From his perspective, Brexit offers the United Kingdom some important benefits. For example, the country now has the autonomy to trade with any nation it wants and to broker free trade agreements, Bromund said. That includes the United States, which has historically had a “special relationship” with the United Kingdom. While negotiations for a free trade agreement were set to happen this year, coronavirus will surely delay them, he said.

“Given that negotiations haven’t even started yet because of COVID, I think one would have to be very optimistic to expect an FTA by the end of 2020,” he said. “It’s not impossible. But in the absence of starting negotiations, I think one has to have negotiations started before one can be really optimistic that something would happen fairly soon.”

The United States released its negotiation objectives last winter, and the U.K. released its objectives in March.

The U.S. objectives document said the United Kingdom’s departure from the European Union could open up doors for business between the two countries.

“Multiple tariff and non-tariff barriers have challenged U.S. exporters in key sectors while the U.K. has been a member state of the EU and therefore a part of the common trade policy of the EU,” the document said. “The U.K.’s decision to leave the EU creates a new opportunity to expand and deepen the U.S.-U.K. trade relationship.”

In its negotiation objectives document, London said a free trade agreement “should support the further development of a close defence industrial partnership between the U.K. and the U.S. in the defence sector, recognizing that we are already each other’s most important suppliers of imported defence equipment, and that this relationship both supports jobs and investment, and delivers world-class capabilities to our armed forces as they fight together in defence of our national interests.”

Further, an agreement should reduce barriers to defense sales, “in particular by encouraging deeper and faster sharing of technology, and encourage investment in each other’s industrial base,” the document added.

The two nations already have a defense cooperation treaty, but some experts believe it has not worked as well as those who drafted it had hoped, Bromund said.

“What the U.K. is looking for, I suspect in the context of the U.S.-U.K. FTA, is essentially that the U.K. would be treated as fully inside the U.S. fence from a defense purchasing point of view, both buying and selling,” he said. “If that happens then probably both sales to the United States and purchases from the United States or the U.K. would increase.”

That, however, will depend on both the British and U.S. procurement budgets, he added.

A free trade agreement between the two nations could not have happened without Brexit, Bromund noted. “If the U.K. had not been in the European Union since ‘73, we would almost certainly have an FTA with them by now,” he said.

The Trump administration has been very enthusiastic about a U.S.-U.K. free trade agreement, he said. However, with the 2020 election only months away, a new administration may delay action on the agreement.

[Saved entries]

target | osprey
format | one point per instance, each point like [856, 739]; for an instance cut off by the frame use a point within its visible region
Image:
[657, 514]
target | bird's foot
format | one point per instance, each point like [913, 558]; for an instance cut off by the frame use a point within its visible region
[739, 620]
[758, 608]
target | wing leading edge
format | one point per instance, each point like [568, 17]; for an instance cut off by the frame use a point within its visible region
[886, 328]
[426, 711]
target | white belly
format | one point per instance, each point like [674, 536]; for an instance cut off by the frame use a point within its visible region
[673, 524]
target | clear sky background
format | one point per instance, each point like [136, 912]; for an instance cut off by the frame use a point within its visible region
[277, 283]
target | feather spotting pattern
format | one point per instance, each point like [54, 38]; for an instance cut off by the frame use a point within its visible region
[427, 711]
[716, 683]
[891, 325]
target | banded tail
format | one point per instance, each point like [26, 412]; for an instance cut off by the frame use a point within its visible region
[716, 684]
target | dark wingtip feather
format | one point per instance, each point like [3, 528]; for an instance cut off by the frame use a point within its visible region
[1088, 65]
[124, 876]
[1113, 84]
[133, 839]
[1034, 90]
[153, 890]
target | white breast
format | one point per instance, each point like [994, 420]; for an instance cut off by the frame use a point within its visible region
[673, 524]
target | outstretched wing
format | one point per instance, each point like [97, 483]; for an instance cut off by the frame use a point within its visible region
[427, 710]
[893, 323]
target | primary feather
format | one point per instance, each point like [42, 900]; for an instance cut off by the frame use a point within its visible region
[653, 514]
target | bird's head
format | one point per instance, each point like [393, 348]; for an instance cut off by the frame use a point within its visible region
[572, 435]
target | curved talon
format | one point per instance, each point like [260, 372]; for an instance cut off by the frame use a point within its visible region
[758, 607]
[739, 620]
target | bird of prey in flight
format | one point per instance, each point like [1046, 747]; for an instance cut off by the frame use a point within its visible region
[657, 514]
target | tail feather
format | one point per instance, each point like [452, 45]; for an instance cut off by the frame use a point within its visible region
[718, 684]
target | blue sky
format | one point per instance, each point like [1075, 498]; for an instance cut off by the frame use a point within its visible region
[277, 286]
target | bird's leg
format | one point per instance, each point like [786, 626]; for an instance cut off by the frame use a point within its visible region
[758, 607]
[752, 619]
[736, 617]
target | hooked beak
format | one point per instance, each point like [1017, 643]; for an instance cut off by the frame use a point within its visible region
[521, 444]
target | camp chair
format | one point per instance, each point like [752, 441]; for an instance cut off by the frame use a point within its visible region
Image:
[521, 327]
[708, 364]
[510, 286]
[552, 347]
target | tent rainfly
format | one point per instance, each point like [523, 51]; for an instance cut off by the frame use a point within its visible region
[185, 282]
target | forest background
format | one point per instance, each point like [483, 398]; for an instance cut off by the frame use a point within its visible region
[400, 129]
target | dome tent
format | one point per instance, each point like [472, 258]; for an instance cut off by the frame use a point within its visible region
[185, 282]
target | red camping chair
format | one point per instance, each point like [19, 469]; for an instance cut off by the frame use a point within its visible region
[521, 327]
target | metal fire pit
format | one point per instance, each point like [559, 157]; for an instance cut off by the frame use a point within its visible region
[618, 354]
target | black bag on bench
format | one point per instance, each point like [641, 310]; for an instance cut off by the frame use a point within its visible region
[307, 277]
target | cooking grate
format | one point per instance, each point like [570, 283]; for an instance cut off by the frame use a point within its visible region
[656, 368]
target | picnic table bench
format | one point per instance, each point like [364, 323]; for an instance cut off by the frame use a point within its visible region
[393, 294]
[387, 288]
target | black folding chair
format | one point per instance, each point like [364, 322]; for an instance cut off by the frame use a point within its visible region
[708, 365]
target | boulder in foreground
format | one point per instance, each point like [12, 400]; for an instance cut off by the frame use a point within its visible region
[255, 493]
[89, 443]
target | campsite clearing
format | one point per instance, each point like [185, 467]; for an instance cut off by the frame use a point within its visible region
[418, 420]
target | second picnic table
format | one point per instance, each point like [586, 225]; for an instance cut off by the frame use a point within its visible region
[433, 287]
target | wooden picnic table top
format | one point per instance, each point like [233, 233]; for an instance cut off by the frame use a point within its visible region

== What to work on ==
(1) Render the sentence "The United States released its negotiation objectives last winter, and the U.K. released its objectives in March." from the Brexit trade passage into Spanish.
(2) From the Brexit trade passage, quote everything from "Further, an agreement" down to "hoped, Bromund said.".
The records are independent material and are not part of the Brexit trade passage.

== Numbered responses ==
(1) Estados Unidos publicó sus objetivos de negociación el invierno pasado, y el Reino Unido publicó sus objetivos en marzo.

(2)
Further, an agreement should reduce barriers to defense sales, “in particular by encouraging deeper and faster sharing of technology, and encourage investment in each other’s industrial base,” the document added.

The two nations already have a defense cooperation treaty, but some experts believe it has not worked as well as those who drafted it had hoped, Bromund said.